WHAT TO DO
Word for word, reproduce all of the entries shown below.
- - - - -
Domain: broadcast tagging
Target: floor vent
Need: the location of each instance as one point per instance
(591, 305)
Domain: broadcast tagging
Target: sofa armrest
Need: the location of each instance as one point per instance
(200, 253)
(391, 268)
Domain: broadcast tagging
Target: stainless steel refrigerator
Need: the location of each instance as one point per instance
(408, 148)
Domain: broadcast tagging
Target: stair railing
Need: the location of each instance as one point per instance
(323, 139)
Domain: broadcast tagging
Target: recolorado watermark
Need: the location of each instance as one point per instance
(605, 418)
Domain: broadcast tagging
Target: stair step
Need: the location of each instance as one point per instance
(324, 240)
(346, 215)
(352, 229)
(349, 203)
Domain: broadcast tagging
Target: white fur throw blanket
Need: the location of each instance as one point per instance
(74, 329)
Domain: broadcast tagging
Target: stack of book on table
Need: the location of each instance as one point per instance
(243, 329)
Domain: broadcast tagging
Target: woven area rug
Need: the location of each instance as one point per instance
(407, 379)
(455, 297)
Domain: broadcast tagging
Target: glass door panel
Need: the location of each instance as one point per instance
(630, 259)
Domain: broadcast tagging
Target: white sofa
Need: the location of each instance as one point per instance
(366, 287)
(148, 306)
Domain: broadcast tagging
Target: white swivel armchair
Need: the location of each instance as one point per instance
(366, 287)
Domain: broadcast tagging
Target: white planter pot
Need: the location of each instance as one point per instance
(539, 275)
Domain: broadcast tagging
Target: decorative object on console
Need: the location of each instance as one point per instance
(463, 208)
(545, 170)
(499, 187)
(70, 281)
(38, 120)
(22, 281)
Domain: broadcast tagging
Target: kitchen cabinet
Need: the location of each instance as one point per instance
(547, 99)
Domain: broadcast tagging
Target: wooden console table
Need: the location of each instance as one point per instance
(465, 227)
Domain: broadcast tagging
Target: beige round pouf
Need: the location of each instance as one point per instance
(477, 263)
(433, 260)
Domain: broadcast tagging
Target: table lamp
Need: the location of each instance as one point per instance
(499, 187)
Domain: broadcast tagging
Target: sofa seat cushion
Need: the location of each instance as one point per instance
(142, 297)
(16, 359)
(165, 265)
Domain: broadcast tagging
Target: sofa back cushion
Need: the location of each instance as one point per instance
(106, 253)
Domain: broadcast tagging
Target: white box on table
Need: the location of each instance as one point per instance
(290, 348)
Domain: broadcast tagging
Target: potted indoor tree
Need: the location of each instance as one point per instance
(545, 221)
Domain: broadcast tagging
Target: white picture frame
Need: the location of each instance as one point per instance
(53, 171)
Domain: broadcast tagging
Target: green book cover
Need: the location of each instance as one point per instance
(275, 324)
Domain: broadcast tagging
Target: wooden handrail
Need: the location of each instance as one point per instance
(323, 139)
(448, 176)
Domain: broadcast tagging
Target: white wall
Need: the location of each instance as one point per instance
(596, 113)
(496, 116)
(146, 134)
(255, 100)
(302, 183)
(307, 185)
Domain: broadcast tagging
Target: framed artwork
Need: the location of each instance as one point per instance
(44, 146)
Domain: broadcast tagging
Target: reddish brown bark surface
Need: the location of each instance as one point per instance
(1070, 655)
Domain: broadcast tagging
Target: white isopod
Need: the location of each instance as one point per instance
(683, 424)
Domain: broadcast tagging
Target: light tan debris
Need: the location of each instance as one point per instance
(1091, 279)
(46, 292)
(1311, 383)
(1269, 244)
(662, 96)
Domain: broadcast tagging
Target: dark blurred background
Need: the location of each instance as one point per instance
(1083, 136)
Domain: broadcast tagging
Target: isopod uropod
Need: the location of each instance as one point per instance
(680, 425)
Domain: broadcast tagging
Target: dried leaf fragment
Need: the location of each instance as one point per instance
- - - - -
WRITTEN ANSWER
Domain: broadcast tagging
Target: floor vent
Need: the location of each instance as one point per instance
(591, 305)
Domain: broadcast tagging
Target: sofa armrest
Need: the location of each instance as one point per instance
(200, 253)
(391, 268)
Domain: broadcast tagging
Target: stainless steel refrigerator
Need: the location of each instance as one point per instance
(408, 148)
Domain: broadcast tagging
Target: stair railing
Need: the location of each instance as one point per instance
(323, 139)
Domain: broadcast tagging
Target: recolorado watermark
Need: the location of each instance as one point per instance
(605, 418)
Domain: broadcast tagging
Target: stair step
Need: the location of each instance as one point per instance
(324, 240)
(346, 215)
(352, 229)
(349, 203)
Domain: broadcast tagging
Target: white fur throw blanket
Need: the location of each instance as one point per instance
(74, 329)
Domain: broadcast tagging
Target: stack of book on table
Need: the location of each instance as one point per instance
(243, 329)
Domain: broadcast tagging
Target: woven area rug
Need: the location of each instance as one point per instance
(407, 379)
(455, 297)
Domain: broadcast tagging
Target: glass door panel
Need: the location of each instance as one point per instance
(630, 259)
Domain: broadcast tagging
Target: white sofa
Need: the location of each instance as one point per instance
(366, 287)
(148, 306)
Domain: broadcast tagging
Target: white swivel armchair
Need: the location of each instance as one point per instance
(366, 287)
Domain: broadcast tagging
Target: white planter pot
Need: the location of each instance as one point per instance
(539, 275)
Domain: broadcast tagging
Target: decorative object on console
Need: the location of each instance as one point per instance
(463, 208)
(545, 170)
(499, 187)
(70, 281)
(38, 120)
(22, 281)
Domain: broadcast tagging
Target: kitchen cabinet
Need: the location of each instance as one point per instance
(547, 99)
Domain: broadcast tagging
Target: wooden console table
Need: the location of each instance as one point per instance
(465, 227)
Domain: broadcast tagging
Target: beige round pouf
Need: the location of each instance as one point per instance
(477, 263)
(433, 260)
Domain: broadcast tagging
Target: table lamp
Need: the location of each instance as one point per instance
(499, 187)
Domain: broadcast tagging
Target: sofa seat cushion
Need: the location of each instance as one point per instance
(142, 297)
(16, 359)
(165, 265)
Domain: broadcast tagging
Target: sofa back cushion
Need: the location of each instance as one point per instance
(106, 253)
Domain: broadcast tagging
Target: white box on table
Need: the location of each instance as one point per instance
(290, 348)
Domain: broadcast tagging
Target: potted indoor tree
Need: the location of each instance as one point per instance
(545, 221)
Domain: broadcast tagging
Target: white picture frame
Need: the location of each instance as one point per instance
(53, 171)
Domain: broadcast tagging
Target: green book cover
Need: the location of each instance as one point per instance
(275, 324)
Domain: broadcast tagging
Target: wooden handrail
Need: the location of each instance as one point per instance
(323, 139)
(448, 176)
Domain: broadcast tagging
Target: white wall
Need: the location of each instance as one point per instance
(596, 113)
(496, 116)
(146, 134)
(255, 100)
(302, 183)
(307, 185)
Domain: broadcast tagging
Target: framed artwork
Need: the location of each instance as one point per instance
(44, 146)
Domain: broadcast tagging
Target: reddish brown bark surface
Need: the location of each instance as one point per instance
(1070, 655)
Domain: broadcast tagging
Target: white isopod
Need: the location of each instance as one point per instance
(683, 424)
Domain: broadcast tagging
Target: light tan debris
Need: the location of each instance as one point per instance
(1091, 279)
(46, 292)
(1311, 383)
(1269, 244)
(662, 96)
Domain: broadcast tagging
Target: dark blurred background
Need: the location of each instance as one point per instance
(1083, 136)
Domain: broadcast tagging
Target: isopod uropod
Need: the location of each instance as one point per instance
(680, 425)
Domain: broadcast tagging
Target: dried leaf fragment
Need: the location of each instance as one point per instance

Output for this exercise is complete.